:: Page extract ::
•••

Climate Crime at the ICC – Environmental Justice through the Looking Glass

(reposted with permission from, originally posted on January 13, 2022)

It is a fact, as well as a universally accepted view, that climate change has been caused primarily by western nations while poor and already disadvantaged nations have suffered disproportionately and will be more impacted in the future.[1] Climate burdens “fall disproportionately on individuals and populations least responsible for causing them and raise serious concerns about justice.”[2]

To make matters worse, the more affluent nations who have largely caused climate change often take an “after you” approach to the global south, a position where they assert they will not make meaningful emissions reductions unless poor countries do so first.[3]

The world has known since the 2018 IPCC report Global Warming of 1.5°C that the difference between 1.5°C and 2°C is equivalent to “hundreds of millions” of deaths.[4] Therefore it is important to have a public discussion regarding criminal accountability. But in doing so it is critical that questions of who has caused the problem, and who will bear the brunt of the impact, be kept at the fore of any such analysis.

While there are various definitions of Environmental Justice (“EJ”), it may be more helpful to look at what are widely accepted concepts, or elements of EJ. Four have long been accepted: 1. distributive justice, 2. procedural justice, 3. corrective justice and 4. social justice.[5] A fifth factor has recently been accepted – recognitional justice.[6]

Recognitional justice requires recognizing differences “between society’s dominant and subordinate groups” and to “acknowledge the institutionalization of unconscious biases, exclusionary processes, and normative judgments” that work through social structures to “manifest [in] racially disparate outcomes.”

Distributive justice is about the fair and equal distribution of both costs and benefits, while procedural justice is about how you get there.[7]

Finally, a concept which is fundamental to EJ is “we speak for ourselves.”[8] This is also connected to recognitional justice.

The crime of ecocide should not be taken up by the ICC as is because it would violate these EJ principles and exacerbate the wrongs and imbalances which have driven climate change. While the application of criminal law to climate change is a worthy endeavor, other solutions should be found which are in keeping with principles of EJ.

This post will focus on an EJ critique of ecocide at the ICC, in the context of climate change. It will end with brief preliminary suggestions for other tools, but not go in depth on that. EJ is used instead of Climate Justice (“CJ”), because there may be less certainty regarding the newer evolving term CJ.

Back story

A potential new crime at the International Criminal Court (“ICC”), “ecocide,” is the topic of much discussion lately, as the ICC was presented with a definition for adoption in June of this year.[9] However, questions have arisen about whether that is a wise course of action, especially in relation to climate change.[10] Despite widespread support among the environmental movement, a number of issues have been raised with the crime of ecocide. The key critique here is the racial and economic imbalance in ICC prosecutions. All 42 of the indictments issued by the ICC have been against Black and/or Arab Africans.[11]

The main explanation for this is that the Rome Statute was designed to be a court of last resort, and so is functioning as it should.[12] Implicit in that is that the crimes the ICC was created to address – mass atrocity violence[13] are not being committed in the western states due to the rule of law. While this may be debatable from an Indigenous or Black perspective, it is likely a widely accepted view.

Regarding climate change, however – that view is turned on its head.

•••

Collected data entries

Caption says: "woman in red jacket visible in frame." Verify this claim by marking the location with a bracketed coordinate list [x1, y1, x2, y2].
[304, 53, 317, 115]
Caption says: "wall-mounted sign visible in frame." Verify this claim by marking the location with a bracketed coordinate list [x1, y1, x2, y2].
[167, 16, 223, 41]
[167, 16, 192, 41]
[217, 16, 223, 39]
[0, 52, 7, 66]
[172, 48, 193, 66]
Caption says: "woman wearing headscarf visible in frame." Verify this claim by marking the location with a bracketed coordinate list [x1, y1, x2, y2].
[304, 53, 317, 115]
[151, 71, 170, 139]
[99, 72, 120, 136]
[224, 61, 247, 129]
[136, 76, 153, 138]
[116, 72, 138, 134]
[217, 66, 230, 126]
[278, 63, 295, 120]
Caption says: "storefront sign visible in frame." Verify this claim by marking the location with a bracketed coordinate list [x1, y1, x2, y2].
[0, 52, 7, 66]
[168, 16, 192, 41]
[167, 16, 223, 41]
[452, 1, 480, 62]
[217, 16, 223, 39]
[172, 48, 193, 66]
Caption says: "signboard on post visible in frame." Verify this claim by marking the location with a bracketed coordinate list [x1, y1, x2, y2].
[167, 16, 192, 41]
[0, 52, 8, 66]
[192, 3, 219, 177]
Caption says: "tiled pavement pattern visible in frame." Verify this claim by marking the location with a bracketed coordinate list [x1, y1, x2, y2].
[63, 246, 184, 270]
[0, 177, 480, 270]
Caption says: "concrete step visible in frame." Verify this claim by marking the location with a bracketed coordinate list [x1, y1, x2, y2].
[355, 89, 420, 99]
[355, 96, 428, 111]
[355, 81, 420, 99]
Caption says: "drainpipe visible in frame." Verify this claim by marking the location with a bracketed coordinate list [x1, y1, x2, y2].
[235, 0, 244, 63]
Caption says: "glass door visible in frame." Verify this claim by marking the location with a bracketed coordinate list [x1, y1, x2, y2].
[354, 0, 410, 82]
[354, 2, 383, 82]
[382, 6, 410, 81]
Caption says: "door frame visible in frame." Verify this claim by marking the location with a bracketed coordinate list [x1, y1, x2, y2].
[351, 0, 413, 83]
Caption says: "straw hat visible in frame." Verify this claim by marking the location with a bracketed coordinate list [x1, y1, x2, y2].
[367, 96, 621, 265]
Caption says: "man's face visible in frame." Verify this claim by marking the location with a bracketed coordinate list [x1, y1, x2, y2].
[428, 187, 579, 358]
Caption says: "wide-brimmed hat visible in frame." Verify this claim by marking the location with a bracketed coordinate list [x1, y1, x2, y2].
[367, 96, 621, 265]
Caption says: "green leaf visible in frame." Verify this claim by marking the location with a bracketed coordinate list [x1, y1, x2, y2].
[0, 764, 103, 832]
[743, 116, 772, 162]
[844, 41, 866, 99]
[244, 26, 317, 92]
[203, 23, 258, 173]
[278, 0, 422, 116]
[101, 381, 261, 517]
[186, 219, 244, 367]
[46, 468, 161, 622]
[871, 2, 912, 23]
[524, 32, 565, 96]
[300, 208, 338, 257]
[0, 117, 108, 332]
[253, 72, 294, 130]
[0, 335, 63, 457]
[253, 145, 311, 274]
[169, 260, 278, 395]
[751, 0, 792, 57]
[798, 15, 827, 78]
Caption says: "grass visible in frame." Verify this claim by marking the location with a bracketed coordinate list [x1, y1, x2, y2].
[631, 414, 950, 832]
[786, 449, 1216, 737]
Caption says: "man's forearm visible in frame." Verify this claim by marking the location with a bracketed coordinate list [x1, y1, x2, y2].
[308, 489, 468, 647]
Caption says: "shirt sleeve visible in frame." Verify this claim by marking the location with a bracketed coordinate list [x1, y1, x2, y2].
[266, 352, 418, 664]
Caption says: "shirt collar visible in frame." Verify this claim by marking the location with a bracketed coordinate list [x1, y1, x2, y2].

•••

:: Exercises to complete ::
1. Translate this sentence from the ecocide article into Spanish: "Regarding climate change, however – that view is turned on its head."
2. Write the next paragraph of the ecocide article, continuing after its final sentence.
The items are separate material from the ecocide article.

:: Answers in order ::
1. Sin embargo, en lo que respecta al cambio climático, esa visión se pone de cabeza.

2.
Recognitional justice demands that our history be acknowledged

Professor James Thuo Gathii has pointed out that Third World Approaches to International Law (TWAIL) scholarship “contests the idea that international law is applicable everywhere and that we should therefore regard it as a view from nowhere” and challenges international law’s failure “to engage in its complicity in histories of colonization, plunder, and enslavement—whose legacies continue to date.”[14]

This engages recognitional justice, and the issue of race must be confronted openly.[15] In contemplating a crime of ecocide at the ICC, as it relates to climate change, the historical and present role of international law in creating imbalances of wealth and power must be frankly considered.[16]

Procedural unfairness

There are limits on ICC jurisdiction which create unfairness as they relate to climate change and ecocide. One is temporal – crimes cannot be retroactive, and so prosecutions for ecocide can only occur for actions after it is listed as a crime in the Rome Statute.[17] Western nations have had more capacity to slow GHG production[18] and while not all of them have, such as Canada, the UK has made significant progress.[19] Poorer countries will take longer to bring emissions down as they need energy to develop.[20] This leaves them potentially more vulnerable to a new crime of ecocide at the ICC as it relates to climate change, and therefore exacerbates unfairness and is contrary to corrective justice.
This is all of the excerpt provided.